# .040 Latex



## fsa46 (Jul 8, 2012)

Why do most guys/gals prefer .030 latex over .040 latex....or am I mistaken?


----------



## treefork (Feb 1, 2010)

The thinner the latex the faster it retracts . .03 is a good balance of speed and band life . .04 is still an excellent option .


----------



## oldmiser (Jan 22, 2014)

I have used both But like the .030 better The.040 is stronger to pull But it will hit harder...~AKAOldmiser


----------



## flipgun (Nov 14, 2012)

I had .040 on a shooter and the life did not seem to be as good as .030.


----------



## fsa46 (Jul 8, 2012)

I've been shooting the .040 for a couple days now, cut 3/4" x 7 1/2" fork to pouch and really like it so far. It'll be interesting to see what kind of longevity I'll get out of this set-up.


----------



## fsa46 (Jul 8, 2012)

Well time goes on and still hasn't broke down yet. However, I took them off the frame and cut them down to 7/16" x 5 1/2" fork to pouch so I could try shooting 5/16" steel and like it better. I will say that I can see why most like the .030 better, although the .040 is nice to have and use on occasion, I think I'm also leaning toward the lighter latex.


----------
○ ○ ○ ○
**PROBLEM SET**
- 1) Answer these questions about the thread on .040 latex.
(a) According to treefork, what happens to latex retraction as the latex gets thinner?
(b) What dimensions did fsa46 cut the bands down to when taking them off the frame?
(c) What ammunition did fsa46 want to try shooting with the shorter bands?
- 2) State how many lines of the records contain the string "vanity", with case counting. Give only the number.

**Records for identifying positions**
○ ○ ○ ○
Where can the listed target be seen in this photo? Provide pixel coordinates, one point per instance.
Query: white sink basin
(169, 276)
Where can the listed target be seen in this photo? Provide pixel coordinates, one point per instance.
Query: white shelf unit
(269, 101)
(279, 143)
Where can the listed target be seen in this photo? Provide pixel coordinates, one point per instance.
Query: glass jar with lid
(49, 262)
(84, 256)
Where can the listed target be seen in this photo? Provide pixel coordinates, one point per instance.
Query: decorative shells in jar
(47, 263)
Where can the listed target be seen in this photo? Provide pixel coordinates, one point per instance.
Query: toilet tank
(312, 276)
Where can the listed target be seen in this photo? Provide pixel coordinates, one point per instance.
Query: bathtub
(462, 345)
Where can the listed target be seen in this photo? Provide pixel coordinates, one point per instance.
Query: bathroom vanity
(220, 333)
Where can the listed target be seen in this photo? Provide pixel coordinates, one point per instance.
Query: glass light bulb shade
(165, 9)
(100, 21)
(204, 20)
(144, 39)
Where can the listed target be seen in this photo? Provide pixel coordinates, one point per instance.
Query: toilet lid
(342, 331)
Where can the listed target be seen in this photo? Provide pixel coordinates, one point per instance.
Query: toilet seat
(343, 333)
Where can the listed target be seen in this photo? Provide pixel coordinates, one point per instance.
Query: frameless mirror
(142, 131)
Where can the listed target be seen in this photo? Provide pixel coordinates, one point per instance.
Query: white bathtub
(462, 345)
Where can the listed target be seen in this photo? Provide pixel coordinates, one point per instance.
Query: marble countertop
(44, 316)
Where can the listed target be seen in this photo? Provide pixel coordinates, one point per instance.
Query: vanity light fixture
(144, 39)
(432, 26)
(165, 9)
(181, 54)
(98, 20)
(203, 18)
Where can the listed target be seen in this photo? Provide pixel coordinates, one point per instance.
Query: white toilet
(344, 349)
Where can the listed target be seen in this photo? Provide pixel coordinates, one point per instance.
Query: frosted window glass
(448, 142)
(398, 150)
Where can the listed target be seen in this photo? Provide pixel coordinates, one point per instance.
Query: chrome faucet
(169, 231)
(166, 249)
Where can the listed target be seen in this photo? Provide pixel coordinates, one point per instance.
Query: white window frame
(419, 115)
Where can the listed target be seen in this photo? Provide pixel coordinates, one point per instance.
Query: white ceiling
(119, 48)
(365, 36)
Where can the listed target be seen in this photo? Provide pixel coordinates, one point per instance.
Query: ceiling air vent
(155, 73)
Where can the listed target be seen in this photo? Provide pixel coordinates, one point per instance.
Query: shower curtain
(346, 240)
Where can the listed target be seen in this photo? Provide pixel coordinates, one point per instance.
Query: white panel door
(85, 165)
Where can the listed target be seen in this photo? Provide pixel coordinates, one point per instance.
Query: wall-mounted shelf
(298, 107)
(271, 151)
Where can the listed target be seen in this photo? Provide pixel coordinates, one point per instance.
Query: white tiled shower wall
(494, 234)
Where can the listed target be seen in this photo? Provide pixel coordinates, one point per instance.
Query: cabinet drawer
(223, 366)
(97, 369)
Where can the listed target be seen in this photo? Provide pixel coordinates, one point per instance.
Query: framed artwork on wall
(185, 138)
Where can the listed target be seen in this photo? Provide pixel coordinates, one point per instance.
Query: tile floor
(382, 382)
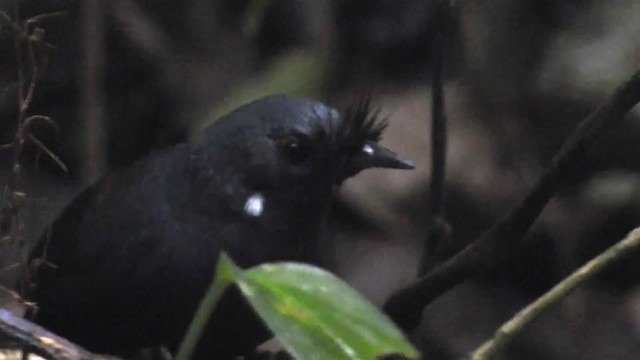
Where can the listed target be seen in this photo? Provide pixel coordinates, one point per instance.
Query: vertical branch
(92, 102)
(439, 231)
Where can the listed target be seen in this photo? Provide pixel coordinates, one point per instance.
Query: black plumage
(129, 259)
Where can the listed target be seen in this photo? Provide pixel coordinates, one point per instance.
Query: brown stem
(406, 305)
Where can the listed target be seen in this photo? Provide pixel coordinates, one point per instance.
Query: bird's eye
(297, 148)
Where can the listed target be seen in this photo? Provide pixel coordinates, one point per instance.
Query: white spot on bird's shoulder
(368, 149)
(254, 205)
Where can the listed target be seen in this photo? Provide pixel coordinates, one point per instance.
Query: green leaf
(318, 316)
(224, 277)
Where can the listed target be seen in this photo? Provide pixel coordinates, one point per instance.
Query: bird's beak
(374, 155)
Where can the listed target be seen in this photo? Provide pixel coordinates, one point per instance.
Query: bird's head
(289, 142)
(278, 160)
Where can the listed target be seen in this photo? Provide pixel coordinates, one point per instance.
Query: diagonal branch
(405, 306)
(438, 238)
(42, 341)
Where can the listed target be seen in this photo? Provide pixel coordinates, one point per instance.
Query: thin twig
(594, 267)
(406, 305)
(41, 341)
(439, 230)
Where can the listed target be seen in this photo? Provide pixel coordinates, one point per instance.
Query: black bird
(128, 261)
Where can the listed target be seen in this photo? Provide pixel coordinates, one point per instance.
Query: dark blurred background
(124, 77)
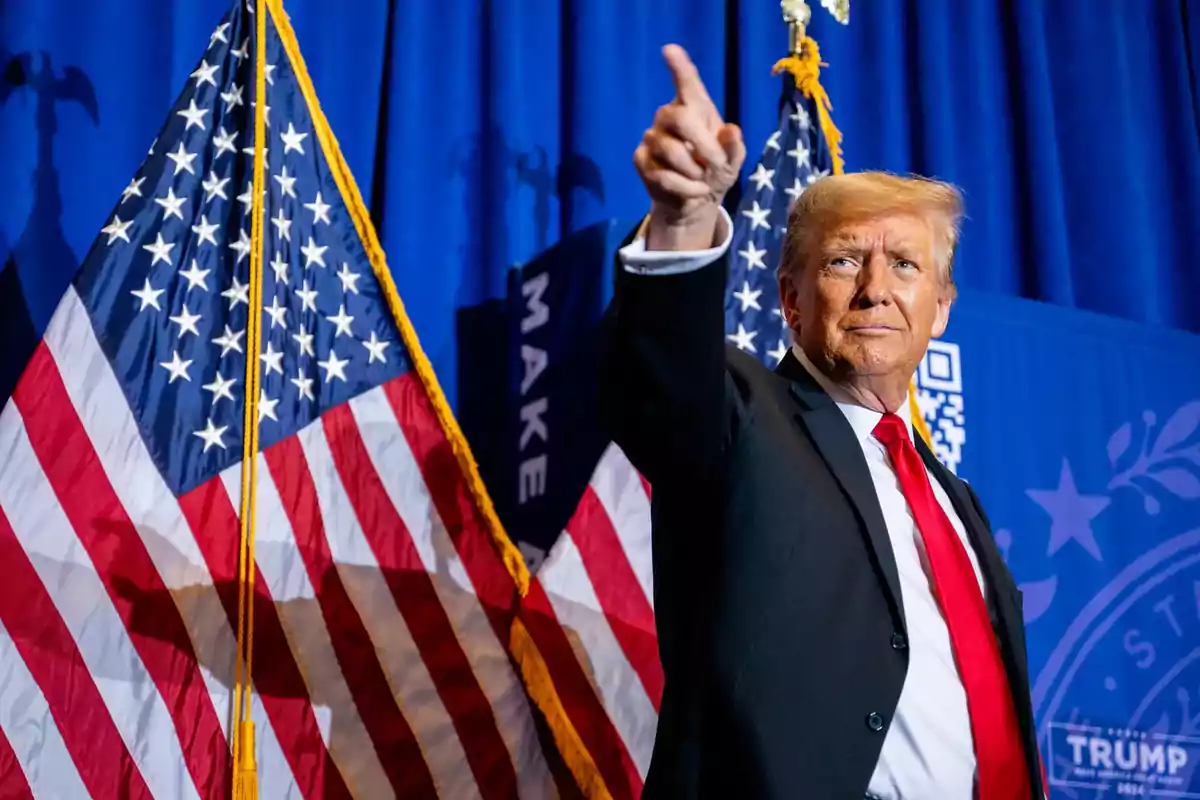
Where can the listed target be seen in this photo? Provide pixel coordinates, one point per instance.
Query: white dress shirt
○ ○ ○ ○
**WRITTEN RESPONSES**
- 1)
(a) The thinner the latex, the faster it retracts.
(b) 7/16" x 5 1/2" fork to pouch.
(c) 5/16" steel.

- 2) 2